Image outline annotation entries:
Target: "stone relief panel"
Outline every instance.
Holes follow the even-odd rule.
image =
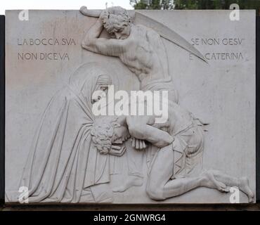
[[[255,202],[252,11],[18,13],[6,13],[6,202]],[[167,91],[167,119],[97,116],[111,86]]]

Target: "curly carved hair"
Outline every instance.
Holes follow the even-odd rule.
[[[114,128],[121,125],[117,122],[117,117],[105,117],[96,120],[91,134],[95,147],[100,154],[109,153],[114,132]]]
[[[108,8],[102,16],[102,21],[110,34],[117,32],[124,24],[131,22],[126,10],[120,6]]]

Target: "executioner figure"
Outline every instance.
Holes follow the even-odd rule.
[[[84,15],[85,8],[81,12]],[[105,29],[111,39],[100,35]],[[178,94],[169,73],[165,46],[154,30],[132,23],[127,11],[111,7],[101,12],[96,24],[86,32],[82,47],[88,51],[118,57],[139,79],[142,91],[167,90],[171,101],[178,103]]]

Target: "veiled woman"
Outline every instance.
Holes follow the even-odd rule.
[[[91,141],[91,107],[98,101],[91,96],[111,84],[106,74],[96,63],[83,65],[47,105],[20,182],[29,188],[29,202],[100,201],[89,187],[110,181],[109,163]]]

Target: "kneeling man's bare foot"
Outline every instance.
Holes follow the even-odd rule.
[[[248,196],[249,202],[254,202],[254,195],[250,189],[249,182],[247,177],[240,179],[240,185],[238,188]]]
[[[207,170],[202,174],[202,186],[209,188],[217,189],[221,192],[228,193],[229,192],[228,187],[221,181],[217,181],[214,176],[214,172],[212,170]]]
[[[113,188],[113,192],[124,192],[133,186],[143,185],[143,178],[135,176],[129,176],[128,179],[122,186]]]

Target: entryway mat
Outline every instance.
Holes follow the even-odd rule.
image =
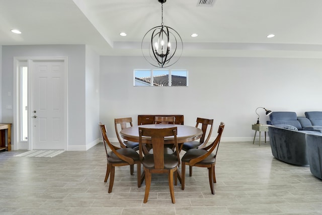
[[[53,158],[64,152],[64,150],[30,150],[15,156]]]

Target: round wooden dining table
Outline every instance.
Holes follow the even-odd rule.
[[[178,144],[193,141],[199,139],[202,135],[202,130],[194,126],[177,124],[152,124],[148,125],[136,125],[129,127],[121,130],[120,133],[122,137],[125,139],[133,142],[139,142],[139,127],[148,128],[165,128],[177,127],[177,140]],[[173,144],[173,136],[165,138],[165,143]],[[142,137],[142,142],[143,144],[149,144],[151,139],[147,137]]]
[[[200,138],[202,135],[202,130],[196,127],[184,125],[177,124],[152,124],[148,125],[136,125],[129,127],[123,129],[120,131],[120,133],[122,137],[125,139],[133,142],[139,142],[139,127],[144,127],[148,128],[165,128],[169,127],[177,127],[177,140],[179,145],[182,145],[184,142],[193,141]],[[165,137],[165,143],[173,144],[174,136],[168,136]],[[142,137],[142,143],[148,144],[151,143],[151,138],[148,137]],[[179,149],[182,147],[179,146]],[[178,171],[178,179],[181,183],[181,174],[179,169]],[[144,179],[144,172],[141,176],[141,183]]]

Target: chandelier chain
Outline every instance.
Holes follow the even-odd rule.
[[[163,26],[163,3],[161,3],[161,25]]]

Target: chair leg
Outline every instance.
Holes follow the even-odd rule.
[[[215,174],[215,166],[213,166],[213,183],[217,183],[217,181],[216,181],[216,174]]]
[[[141,187],[141,163],[136,164],[136,173],[137,174],[137,187]]]
[[[134,172],[134,165],[132,164],[130,165],[130,174],[133,175],[133,172]]]
[[[211,167],[208,168],[209,185],[210,185],[210,189],[211,190],[211,193],[212,194],[215,194],[213,188],[213,167],[214,166],[211,165]]]
[[[176,203],[175,199],[175,191],[173,187],[173,174],[174,172],[177,172],[177,168],[173,169],[170,170],[170,172],[168,175],[168,180],[169,181],[169,189],[170,190],[170,195],[171,196],[171,200],[174,204]]]
[[[147,198],[149,197],[150,187],[151,186],[151,173],[148,169],[145,168],[144,169],[145,173],[145,193],[144,193],[144,199],[143,202],[143,203],[146,203]]]
[[[181,189],[185,189],[185,178],[186,177],[186,162],[181,164]]]
[[[109,175],[110,175],[110,172],[111,171],[111,167],[109,164],[107,164],[107,167],[106,167],[106,174],[105,175],[105,179],[104,179],[104,182],[107,181],[107,179],[109,178]]]
[[[112,192],[113,189],[113,184],[114,183],[114,175],[115,175],[115,167],[111,165],[111,177],[110,177],[110,185],[109,186],[109,193]]]

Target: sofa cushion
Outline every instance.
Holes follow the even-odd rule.
[[[272,125],[290,125],[296,127],[298,130],[302,129],[302,126],[297,120],[297,116],[295,112],[273,112],[269,116]]]
[[[322,111],[308,111],[304,113],[311,121],[312,125],[322,126]]]
[[[274,126],[275,127],[278,127],[279,128],[288,129],[289,130],[298,130],[296,127],[290,125],[285,125],[284,124],[276,124],[274,125]]]

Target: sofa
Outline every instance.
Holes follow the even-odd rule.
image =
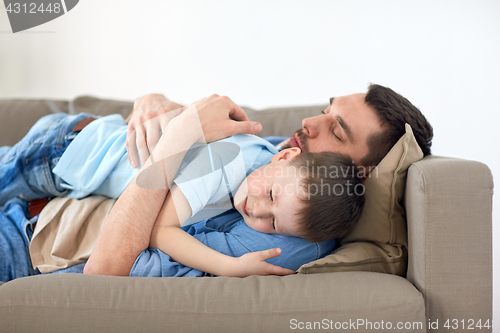
[[[0,146],[15,144],[45,114],[126,116],[131,108],[89,96],[0,100]],[[263,124],[260,135],[288,136],[323,108],[245,110]],[[478,325],[491,332],[489,168],[431,155],[408,163],[400,179],[402,192],[393,198],[404,224],[399,240],[361,230],[365,236],[348,236],[332,254],[335,262],[285,277],[48,274],[0,282],[0,332],[456,332]],[[353,248],[355,262],[346,259]]]

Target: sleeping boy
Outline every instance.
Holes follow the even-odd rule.
[[[111,115],[78,128],[90,117],[46,116],[16,146],[0,148],[0,201],[13,196],[25,200],[90,194],[118,197],[137,173],[130,167],[125,149],[126,123],[121,116]],[[337,170],[333,176],[332,168]],[[218,250],[211,246],[213,242],[192,237],[203,234],[210,238],[210,230],[206,230],[210,223],[198,229],[193,223],[234,206],[239,218],[231,211],[224,213],[234,216],[231,228],[244,222],[257,232],[327,242],[328,246],[318,245],[320,255],[326,255],[333,248],[330,240],[347,233],[361,212],[364,190],[358,190],[361,183],[354,168],[348,157],[333,153],[300,154],[299,148],[278,153],[267,141],[251,135],[194,147],[183,159],[150,245],[202,272],[246,276],[245,260],[229,259],[244,259],[244,254],[212,251],[210,247]],[[140,179],[141,175],[137,181]],[[218,228],[217,232],[232,230]],[[163,266],[165,261],[171,260],[163,258]],[[134,265],[137,274],[144,273],[142,262],[144,256]]]

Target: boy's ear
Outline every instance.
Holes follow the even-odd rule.
[[[281,160],[289,160],[292,158],[295,158],[299,156],[299,154],[302,152],[299,147],[294,147],[294,148],[287,148],[283,149],[279,153],[273,156],[271,159],[271,162],[277,162]]]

**Exercise prompt**
Copy all of the records above word for word, leaving out the pictures.

**Written response**
Target: "stone relief panel"
Outline every instance.
Holes follow the even-odd rule.
image =
[[[255,202],[252,11],[18,13],[6,13],[6,202]],[[167,91],[167,119],[97,116],[111,86]]]

Target: "curly carved hair"
Outline every instance.
Holes follow the even-odd rule.
[[[114,128],[121,125],[117,122],[117,117],[105,117],[96,120],[91,134],[95,147],[100,154],[109,153],[114,132]]]
[[[108,8],[102,16],[102,21],[110,34],[117,32],[124,24],[131,22],[126,10],[120,6]]]

Target: "executioner figure"
Outline every instance.
Holes follow the even-odd rule.
[[[84,15],[85,8],[81,12]],[[105,29],[111,39],[100,35]],[[178,94],[169,73],[165,46],[154,30],[132,23],[127,11],[111,7],[101,12],[96,24],[86,32],[82,47],[88,51],[118,57],[139,79],[142,91],[167,90],[171,101],[178,103]]]

Target: "veiled woman"
Outline every instance.
Holes follow the even-odd rule.
[[[91,141],[91,107],[98,101],[91,96],[111,84],[106,74],[96,63],[83,65],[47,105],[20,182],[29,188],[29,202],[100,201],[89,187],[110,181],[109,163]]]

Target: "kneeling man's bare foot"
Outline every instance.
Holes follow the even-odd rule.
[[[248,196],[249,202],[254,202],[254,195],[250,189],[249,182],[247,177],[240,179],[240,185],[238,188]]]
[[[207,170],[202,174],[202,186],[209,188],[217,189],[221,192],[228,193],[229,192],[228,187],[221,181],[217,181],[214,176],[214,172],[212,170]]]
[[[113,188],[113,192],[124,192],[133,186],[143,185],[143,178],[135,176],[129,176],[128,179],[122,186]]]

Target: entryway mat
Outline every instance.
Holes follow the even-odd rule.
image =
[[[53,158],[64,152],[64,150],[30,150],[15,156]]]

Target: round wooden dining table
Outline every instance.
Holes follow the even-odd rule.
[[[178,144],[193,141],[199,139],[202,135],[202,130],[194,126],[177,124],[152,124],[148,125],[136,125],[129,127],[121,130],[120,133],[122,137],[125,139],[133,142],[139,142],[139,127],[148,128],[165,128],[177,127],[177,140]],[[173,144],[173,136],[165,138],[165,143]],[[142,137],[142,142],[143,144],[149,144],[151,139],[147,137]]]
[[[200,138],[202,135],[202,130],[196,127],[184,125],[177,124],[152,124],[148,125],[136,125],[129,127],[123,129],[120,131],[120,133],[122,137],[125,139],[133,142],[139,142],[139,127],[144,127],[148,128],[165,128],[169,127],[177,127],[177,140],[179,145],[182,145],[184,142],[193,141]],[[165,137],[165,143],[173,144],[174,136],[168,136]],[[142,137],[142,143],[148,144],[151,143],[151,138],[148,137]],[[179,149],[182,147],[179,146]],[[178,171],[178,179],[181,183],[181,174],[179,169]],[[144,179],[144,172],[141,176],[141,183]]]

Target: chandelier chain
Outline every instance.
Holes follow the even-odd rule.
[[[163,26],[163,3],[161,3],[161,25]]]

Target: chair leg
Outline every instance.
Holes follow the even-odd rule.
[[[215,174],[215,166],[213,166],[213,183],[217,183],[217,181],[216,181],[216,174]]]
[[[141,187],[141,163],[136,164],[136,173],[137,174],[137,187]]]
[[[134,172],[134,165],[132,164],[130,165],[130,174],[133,175],[133,172]]]
[[[211,167],[208,168],[209,185],[210,185],[210,189],[211,190],[211,193],[212,194],[215,194],[213,188],[213,167],[214,166],[211,165]]]
[[[176,203],[175,199],[175,191],[173,187],[173,174],[174,172],[177,172],[177,168],[173,169],[170,170],[170,172],[168,175],[168,180],[169,181],[169,189],[170,190],[170,195],[171,196],[171,200],[174,204]]]
[[[147,198],[149,197],[150,187],[151,186],[151,173],[148,169],[145,168],[144,169],[145,173],[145,193],[144,193],[144,199],[143,202],[143,203],[146,203]]]
[[[181,189],[185,189],[185,178],[186,177],[186,162],[181,164]]]
[[[109,175],[110,175],[110,172],[111,171],[111,167],[109,164],[107,164],[107,167],[106,167],[106,174],[105,175],[105,179],[104,179],[104,182],[107,181],[107,179],[109,178]]]
[[[112,192],[113,189],[113,184],[114,183],[114,175],[115,175],[115,167],[111,165],[111,177],[110,177],[110,185],[109,186],[109,193]]]

Target: sofa cushion
Outline every instance.
Holes follow the even-odd rule.
[[[272,125],[290,125],[296,127],[298,130],[302,129],[302,126],[297,120],[297,116],[295,112],[273,112],[269,116]]]
[[[322,111],[308,111],[304,113],[311,121],[312,125],[322,126]]]
[[[274,126],[275,127],[278,127],[279,128],[288,129],[289,130],[298,130],[296,127],[290,125],[285,125],[284,124],[276,124],[274,125]]]

Target: sofa
Outline every instance.
Holes follow the even-odd rule.
image =
[[[0,146],[15,144],[45,114],[126,116],[131,108],[89,96],[0,100]],[[263,124],[260,135],[288,136],[323,108],[245,110]],[[478,325],[491,332],[489,168],[431,155],[408,163],[400,179],[402,192],[393,198],[404,224],[399,240],[361,230],[365,236],[348,236],[332,254],[335,262],[285,277],[48,274],[0,282],[0,332],[456,332]],[[353,248],[355,262],[346,259]]]

Target: sleeping boy
Outline every instance.
Holes follow the even-odd rule.
[[[111,115],[78,128],[90,117],[46,116],[16,146],[0,148],[0,201],[13,196],[25,200],[90,194],[118,197],[137,173],[130,167],[125,149],[126,123],[121,116]],[[337,170],[333,176],[332,168]],[[218,250],[211,246],[213,242],[192,237],[203,234],[210,238],[210,230],[206,230],[210,223],[198,229],[193,223],[234,206],[239,218],[231,211],[224,213],[234,216],[231,228],[244,222],[257,232],[327,242],[328,246],[318,245],[320,255],[326,255],[333,248],[330,240],[347,233],[361,212],[364,190],[358,190],[361,183],[354,168],[348,157],[333,153],[300,154],[299,148],[278,153],[267,141],[251,135],[194,147],[183,159],[150,245],[202,272],[246,276],[245,260],[229,259],[244,259],[244,254],[212,251],[210,247]],[[140,179],[141,175],[137,181]],[[218,228],[217,232],[232,230]],[[163,266],[165,261],[171,260],[163,258]],[[134,265],[137,274],[144,273],[142,262],[144,256]]]

Target: boy's ear
Outline every instance.
Holes follow the even-odd rule.
[[[281,160],[289,160],[292,158],[295,158],[299,156],[299,154],[302,152],[299,147],[294,147],[294,148],[287,148],[283,149],[279,153],[273,156],[271,159],[271,162],[277,162]]]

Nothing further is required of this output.